** START Supplied entries **

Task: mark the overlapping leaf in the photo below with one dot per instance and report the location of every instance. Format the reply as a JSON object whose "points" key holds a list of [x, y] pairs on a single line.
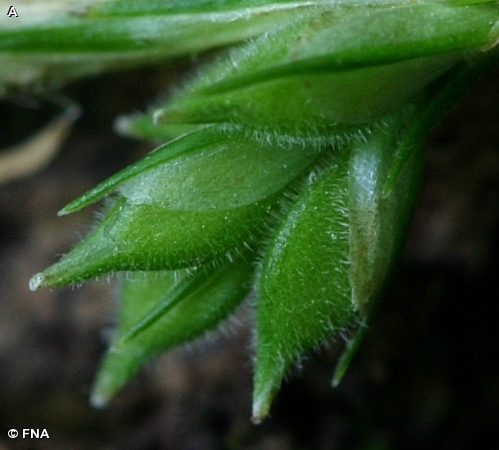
{"points": [[163, 309]]}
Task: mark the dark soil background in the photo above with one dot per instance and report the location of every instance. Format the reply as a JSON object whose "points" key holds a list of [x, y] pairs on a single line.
{"points": [[426, 376]]}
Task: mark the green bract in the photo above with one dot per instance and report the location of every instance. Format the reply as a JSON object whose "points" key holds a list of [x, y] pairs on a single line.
{"points": [[290, 168]]}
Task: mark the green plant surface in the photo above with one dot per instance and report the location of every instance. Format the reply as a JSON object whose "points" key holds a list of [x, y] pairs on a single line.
{"points": [[290, 164]]}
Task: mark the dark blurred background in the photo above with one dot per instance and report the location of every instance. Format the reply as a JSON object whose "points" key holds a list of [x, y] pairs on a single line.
{"points": [[426, 376]]}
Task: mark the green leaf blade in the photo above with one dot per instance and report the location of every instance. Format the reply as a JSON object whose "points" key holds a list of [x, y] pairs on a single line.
{"points": [[205, 299]]}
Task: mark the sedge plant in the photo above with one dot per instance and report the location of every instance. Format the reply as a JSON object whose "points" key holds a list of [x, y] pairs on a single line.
{"points": [[289, 168]]}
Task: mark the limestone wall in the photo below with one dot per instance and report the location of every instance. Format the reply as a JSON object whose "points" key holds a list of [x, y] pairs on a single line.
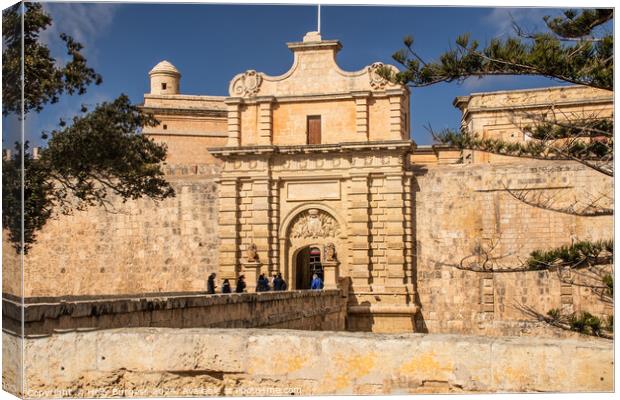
{"points": [[143, 362], [460, 207], [315, 310], [136, 247]]}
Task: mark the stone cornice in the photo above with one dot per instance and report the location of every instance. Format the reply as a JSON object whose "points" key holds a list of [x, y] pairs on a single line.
{"points": [[191, 112], [403, 145], [318, 97], [188, 134], [579, 102]]}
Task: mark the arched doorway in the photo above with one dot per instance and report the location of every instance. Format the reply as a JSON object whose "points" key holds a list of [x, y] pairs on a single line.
{"points": [[307, 263]]}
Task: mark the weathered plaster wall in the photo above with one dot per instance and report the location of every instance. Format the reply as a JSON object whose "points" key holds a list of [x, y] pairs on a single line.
{"points": [[144, 362], [172, 246], [459, 207], [137, 247], [310, 310]]}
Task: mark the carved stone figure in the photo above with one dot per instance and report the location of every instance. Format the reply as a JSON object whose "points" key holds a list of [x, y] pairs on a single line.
{"points": [[248, 84], [378, 82], [251, 253], [314, 224], [330, 252]]}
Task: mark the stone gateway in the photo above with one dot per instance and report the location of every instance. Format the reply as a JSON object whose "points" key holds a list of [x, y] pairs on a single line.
{"points": [[314, 172]]}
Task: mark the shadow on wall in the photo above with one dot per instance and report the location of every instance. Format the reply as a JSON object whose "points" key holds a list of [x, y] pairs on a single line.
{"points": [[418, 318]]}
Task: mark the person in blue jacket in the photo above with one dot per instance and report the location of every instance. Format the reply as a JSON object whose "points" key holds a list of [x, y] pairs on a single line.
{"points": [[317, 283]]}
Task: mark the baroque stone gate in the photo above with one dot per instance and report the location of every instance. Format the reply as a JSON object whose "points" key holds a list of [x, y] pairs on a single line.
{"points": [[318, 157]]}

** END Supplied entries **

Copy all of the data above word for word, without the pictures.

Task: mark the overlapping leaf in the photo below with one dot per instance and report the location of every instance. Format the reply as a JSON object whose "points" key holds a list of [x, y] pairs on a single line.
{"points": [[163, 309]]}
Task: mark the dark soil background in the photo above with one dot per instance and report the location of every instance. Format the reply as a JSON object whose "points" key holds a list of [x, y] pairs on a single line.
{"points": [[426, 376]]}
Task: mark the green bract in the photo above with one dot per instance and report the location of every instance. Format the reply as a JSON object whose "points" key holds a list of [x, y] pairs on a single line.
{"points": [[290, 168]]}
Task: mark the green plant surface in the photo above with one dot per instance and report the location of every instance. Format the reply as a JSON object whose "points" key holds a list of [x, y] pairs on a single line.
{"points": [[290, 164]]}
Task: mark the dark blurred background in the photo above with one dot per instance and report the location of every instance. Format the reply as a JSON object whose "points" key holds a list of [x, y] pairs on a single line.
{"points": [[426, 376]]}
Task: mark the green leaf blade in the photo above with one dot per instance and report the location of every instance. Format the reply as a JSON object whose "points" key holds a list of [x, y] pairs on a single line.
{"points": [[205, 299]]}
Task: mark the sedge plant in the photo above with one dot per instance and report the location of every instance. Format the reply as a JSON object whose "points" key holds a list of [x, y] pairs on a single line.
{"points": [[289, 168]]}
Task: mark the limestone wall in the photo below with one dot per instance and report the location of every instance. Format the reply as a JSON object whose "points" key holds a list of [x, y] pairs on a single line.
{"points": [[143, 362], [460, 207], [315, 310], [136, 247]]}
Task: mark the stone cornice in the photo above with one dot per instance and report the location of every instance. Format the reply as a JSON object whose "points" key holds a list of [x, y] pairs on a single line.
{"points": [[191, 112], [403, 145], [318, 97], [188, 134], [579, 102]]}
Task: mark the arched doorway in the photo above with one dot per instance and report the location of every instance. Format the reply as a JSON object whose "points" key holds a list of [x, y] pairs on a single line.
{"points": [[307, 263]]}
Task: mark the weathered plaster wall in the photo above with one dot per instance and report the location of every instance. Format the reply as a JSON object whose "points" key holds a list of [x, y] pairs on a single line.
{"points": [[144, 362], [172, 246], [459, 207], [137, 247], [310, 310]]}
Task: mark the carved stone figure in the photo above with one dot per instance and report the location of every instance. Format the reply as a JSON object whose "points" key holds a list of [x, y] pairs on a single line.
{"points": [[248, 84], [378, 82], [251, 253], [314, 224], [330, 252]]}
Task: mark the stone gateway in the photo above with one dot per instance and report the location of every instance. Format the reply as a JSON object whose "points" key holds a list of [x, y] pairs on a single line.
{"points": [[314, 172]]}
Task: mark the shadow on wall in the photo above with one dot per instance and report the location of every instance. Format the reply as a JSON object whose "points" key holds a list of [x, y] pairs on a single line.
{"points": [[418, 318]]}
Task: mark the person in blue jacket in the photo above with one dot per instance and report the location of every instance. Format the reply as a JSON object whose "points" key holds a list of [x, y] pairs on a single line.
{"points": [[317, 283]]}
Task: mark the baroque stone gate in the photo above with one dot per instance and report the location of every instance. Format the reply as a JSON object whose "points" key holds a list of [x, y] pairs on a single line.
{"points": [[318, 157]]}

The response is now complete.